Job: Report every line below that contains the string "handle", copying each matching line in full. Case counts when matching.

##############################

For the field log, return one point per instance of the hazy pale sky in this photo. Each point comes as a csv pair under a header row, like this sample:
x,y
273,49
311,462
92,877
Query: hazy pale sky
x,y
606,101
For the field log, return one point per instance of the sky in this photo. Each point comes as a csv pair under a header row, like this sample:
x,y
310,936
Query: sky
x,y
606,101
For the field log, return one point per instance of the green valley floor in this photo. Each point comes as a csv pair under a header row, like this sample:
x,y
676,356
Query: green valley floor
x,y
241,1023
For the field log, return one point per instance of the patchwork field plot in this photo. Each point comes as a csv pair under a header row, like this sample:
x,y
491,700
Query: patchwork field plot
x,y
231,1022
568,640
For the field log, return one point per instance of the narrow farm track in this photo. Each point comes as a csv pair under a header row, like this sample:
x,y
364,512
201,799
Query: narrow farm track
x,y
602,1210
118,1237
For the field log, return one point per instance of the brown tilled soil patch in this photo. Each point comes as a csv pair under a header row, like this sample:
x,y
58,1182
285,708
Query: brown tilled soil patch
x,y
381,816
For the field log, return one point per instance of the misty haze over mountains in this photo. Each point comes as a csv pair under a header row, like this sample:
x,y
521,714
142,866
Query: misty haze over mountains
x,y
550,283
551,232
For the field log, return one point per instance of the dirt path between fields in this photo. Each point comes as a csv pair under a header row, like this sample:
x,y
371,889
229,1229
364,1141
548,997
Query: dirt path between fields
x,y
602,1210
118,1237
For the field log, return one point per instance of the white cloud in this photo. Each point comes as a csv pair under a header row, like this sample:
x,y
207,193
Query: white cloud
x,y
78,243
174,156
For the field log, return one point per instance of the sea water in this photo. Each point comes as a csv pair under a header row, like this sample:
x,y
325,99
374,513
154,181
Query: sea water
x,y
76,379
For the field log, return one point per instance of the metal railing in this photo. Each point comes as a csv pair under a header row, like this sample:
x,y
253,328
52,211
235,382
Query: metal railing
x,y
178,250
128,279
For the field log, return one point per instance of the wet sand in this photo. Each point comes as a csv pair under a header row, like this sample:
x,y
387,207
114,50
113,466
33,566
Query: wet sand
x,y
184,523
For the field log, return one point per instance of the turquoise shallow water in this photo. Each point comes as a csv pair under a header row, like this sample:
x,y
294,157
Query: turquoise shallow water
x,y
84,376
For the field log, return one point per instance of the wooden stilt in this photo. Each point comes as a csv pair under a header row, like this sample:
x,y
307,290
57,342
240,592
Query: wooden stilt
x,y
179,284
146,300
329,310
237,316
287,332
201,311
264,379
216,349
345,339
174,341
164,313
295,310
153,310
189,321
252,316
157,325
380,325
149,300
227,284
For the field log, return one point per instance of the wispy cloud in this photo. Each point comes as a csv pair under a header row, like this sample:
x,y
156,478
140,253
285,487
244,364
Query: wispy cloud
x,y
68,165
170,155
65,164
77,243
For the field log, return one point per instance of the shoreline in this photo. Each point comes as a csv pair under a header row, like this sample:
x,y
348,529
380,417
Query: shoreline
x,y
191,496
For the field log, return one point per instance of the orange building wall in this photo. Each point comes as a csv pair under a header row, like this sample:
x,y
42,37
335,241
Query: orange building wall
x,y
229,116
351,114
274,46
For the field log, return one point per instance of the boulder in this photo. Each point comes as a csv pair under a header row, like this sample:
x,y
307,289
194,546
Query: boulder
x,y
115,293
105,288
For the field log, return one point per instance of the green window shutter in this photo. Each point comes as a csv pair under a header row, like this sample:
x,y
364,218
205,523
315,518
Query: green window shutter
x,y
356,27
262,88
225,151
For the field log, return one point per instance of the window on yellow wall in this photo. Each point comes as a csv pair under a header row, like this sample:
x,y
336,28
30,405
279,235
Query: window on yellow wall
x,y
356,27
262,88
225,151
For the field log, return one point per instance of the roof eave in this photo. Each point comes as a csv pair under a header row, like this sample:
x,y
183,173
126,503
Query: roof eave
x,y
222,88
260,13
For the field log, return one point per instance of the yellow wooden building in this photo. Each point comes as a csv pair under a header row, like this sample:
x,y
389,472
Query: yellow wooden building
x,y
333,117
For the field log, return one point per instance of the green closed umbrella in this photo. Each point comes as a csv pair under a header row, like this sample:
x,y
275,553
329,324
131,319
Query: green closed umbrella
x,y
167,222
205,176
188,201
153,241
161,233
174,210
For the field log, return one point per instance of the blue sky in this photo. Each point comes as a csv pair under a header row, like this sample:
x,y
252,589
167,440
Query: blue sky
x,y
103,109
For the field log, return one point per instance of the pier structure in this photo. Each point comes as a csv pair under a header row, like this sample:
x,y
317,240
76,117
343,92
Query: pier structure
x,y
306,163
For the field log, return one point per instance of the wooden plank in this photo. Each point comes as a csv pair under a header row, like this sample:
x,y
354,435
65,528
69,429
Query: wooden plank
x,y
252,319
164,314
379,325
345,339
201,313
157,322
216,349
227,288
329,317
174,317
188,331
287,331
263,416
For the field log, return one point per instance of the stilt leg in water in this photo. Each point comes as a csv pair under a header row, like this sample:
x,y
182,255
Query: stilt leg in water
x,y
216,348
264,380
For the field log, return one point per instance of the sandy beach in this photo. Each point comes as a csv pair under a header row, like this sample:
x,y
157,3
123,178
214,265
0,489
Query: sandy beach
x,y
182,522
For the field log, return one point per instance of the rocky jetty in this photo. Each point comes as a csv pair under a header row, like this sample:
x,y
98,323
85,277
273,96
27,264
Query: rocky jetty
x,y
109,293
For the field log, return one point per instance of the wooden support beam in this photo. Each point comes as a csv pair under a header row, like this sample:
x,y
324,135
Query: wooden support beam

##############################

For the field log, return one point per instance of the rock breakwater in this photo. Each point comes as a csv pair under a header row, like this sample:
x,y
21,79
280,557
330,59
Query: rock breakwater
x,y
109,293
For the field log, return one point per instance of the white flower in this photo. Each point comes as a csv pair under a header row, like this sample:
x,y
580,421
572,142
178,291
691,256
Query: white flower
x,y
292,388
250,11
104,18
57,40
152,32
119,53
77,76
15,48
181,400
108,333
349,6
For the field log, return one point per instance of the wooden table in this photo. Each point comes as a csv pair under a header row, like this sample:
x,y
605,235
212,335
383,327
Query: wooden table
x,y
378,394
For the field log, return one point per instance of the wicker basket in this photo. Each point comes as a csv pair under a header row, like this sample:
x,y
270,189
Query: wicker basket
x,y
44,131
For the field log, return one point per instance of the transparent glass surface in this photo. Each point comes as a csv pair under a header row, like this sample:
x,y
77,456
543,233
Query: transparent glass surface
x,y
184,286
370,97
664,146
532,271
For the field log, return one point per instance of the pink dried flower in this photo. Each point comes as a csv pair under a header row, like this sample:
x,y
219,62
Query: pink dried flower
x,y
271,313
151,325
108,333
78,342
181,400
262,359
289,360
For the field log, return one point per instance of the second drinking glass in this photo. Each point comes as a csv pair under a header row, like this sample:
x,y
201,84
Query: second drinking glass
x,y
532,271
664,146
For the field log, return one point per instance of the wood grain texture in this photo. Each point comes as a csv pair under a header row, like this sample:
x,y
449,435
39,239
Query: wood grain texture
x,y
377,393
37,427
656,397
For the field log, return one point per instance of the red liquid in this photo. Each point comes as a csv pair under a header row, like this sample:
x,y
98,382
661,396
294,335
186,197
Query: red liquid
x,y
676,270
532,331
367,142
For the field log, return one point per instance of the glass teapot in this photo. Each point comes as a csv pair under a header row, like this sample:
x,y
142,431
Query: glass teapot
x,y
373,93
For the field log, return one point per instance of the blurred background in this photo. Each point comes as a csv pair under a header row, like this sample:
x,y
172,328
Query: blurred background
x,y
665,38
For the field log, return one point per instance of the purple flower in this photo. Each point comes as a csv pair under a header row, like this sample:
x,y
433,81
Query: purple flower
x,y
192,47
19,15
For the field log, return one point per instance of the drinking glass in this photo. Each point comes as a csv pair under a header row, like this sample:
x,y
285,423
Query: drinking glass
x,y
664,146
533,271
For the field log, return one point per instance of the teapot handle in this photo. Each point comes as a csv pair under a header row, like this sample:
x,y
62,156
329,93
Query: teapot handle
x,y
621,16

##############################

The result:
For the field log, return one point per instance of the teapot handle in this photo. Each point comes as a csv pair under a header row, like this sample:
Query: teapot handle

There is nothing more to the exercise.